[Start Data for the task]

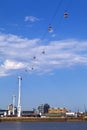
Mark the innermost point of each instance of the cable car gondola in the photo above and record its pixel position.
(50, 28)
(65, 15)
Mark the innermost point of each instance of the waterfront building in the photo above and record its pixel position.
(43, 108)
(57, 110)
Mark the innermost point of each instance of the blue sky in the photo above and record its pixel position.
(57, 77)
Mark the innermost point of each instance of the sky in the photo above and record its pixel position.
(52, 63)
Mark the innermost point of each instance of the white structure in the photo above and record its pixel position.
(19, 97)
(13, 104)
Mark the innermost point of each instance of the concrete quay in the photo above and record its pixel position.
(38, 119)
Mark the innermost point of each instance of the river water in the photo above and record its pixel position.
(43, 125)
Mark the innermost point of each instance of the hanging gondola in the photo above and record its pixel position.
(50, 28)
(34, 57)
(43, 52)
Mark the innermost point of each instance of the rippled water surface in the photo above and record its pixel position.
(43, 126)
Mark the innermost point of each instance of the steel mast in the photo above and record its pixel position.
(19, 97)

[End Data for the task]

Can you print every line of the listing above word for word, omitting the pictures?

Mark the innermost point of each instance of the cable car gondola in the photo above and record its pixel position.
(50, 28)
(65, 15)
Mark the innermost point of each instance of the waterfront building in the photo above and record its pixel position.
(43, 108)
(57, 110)
Mark the innermost point of each instance of the blue sky in the photo above and record its pixel position.
(57, 77)
Mark the innermost point of each instance of the sky in the photo above and record its pixel position.
(52, 63)
Mark the innermost point of each instance of the white structure in the photo above and record its pixel position.
(19, 97)
(13, 104)
Mark the innermost point of each instance of the concrete quay in the photo above and record its pixel position.
(38, 119)
Mark the innermost point of each instance of the river water in the photo above and record its pixel position.
(43, 125)
Mark the innermost point of each instance of the hanging gondola in the photo above and record its pixel position.
(50, 28)
(34, 57)
(43, 52)
Mark the innermost point of each instance of the rippled water surface in the photo above and record its pixel position.
(43, 126)
Mark the innermost point of each instance of the steel mast in the photo above and record its pixel position.
(19, 97)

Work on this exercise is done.